## Data supplied:
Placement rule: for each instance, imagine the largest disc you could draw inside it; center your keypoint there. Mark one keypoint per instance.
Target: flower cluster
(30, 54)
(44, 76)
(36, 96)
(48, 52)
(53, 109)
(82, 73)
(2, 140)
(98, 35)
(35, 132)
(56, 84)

## Activity:
Exact copies of all the records are to be printed.

## Task output:
Placement rule: for each instance, imagine the largest disc you could draw inside it; center your keypoint there. Mark one keypoint per instance.
Target: flower cluster
(30, 54)
(44, 76)
(36, 96)
(48, 52)
(53, 109)
(82, 73)
(2, 140)
(98, 35)
(35, 132)
(56, 84)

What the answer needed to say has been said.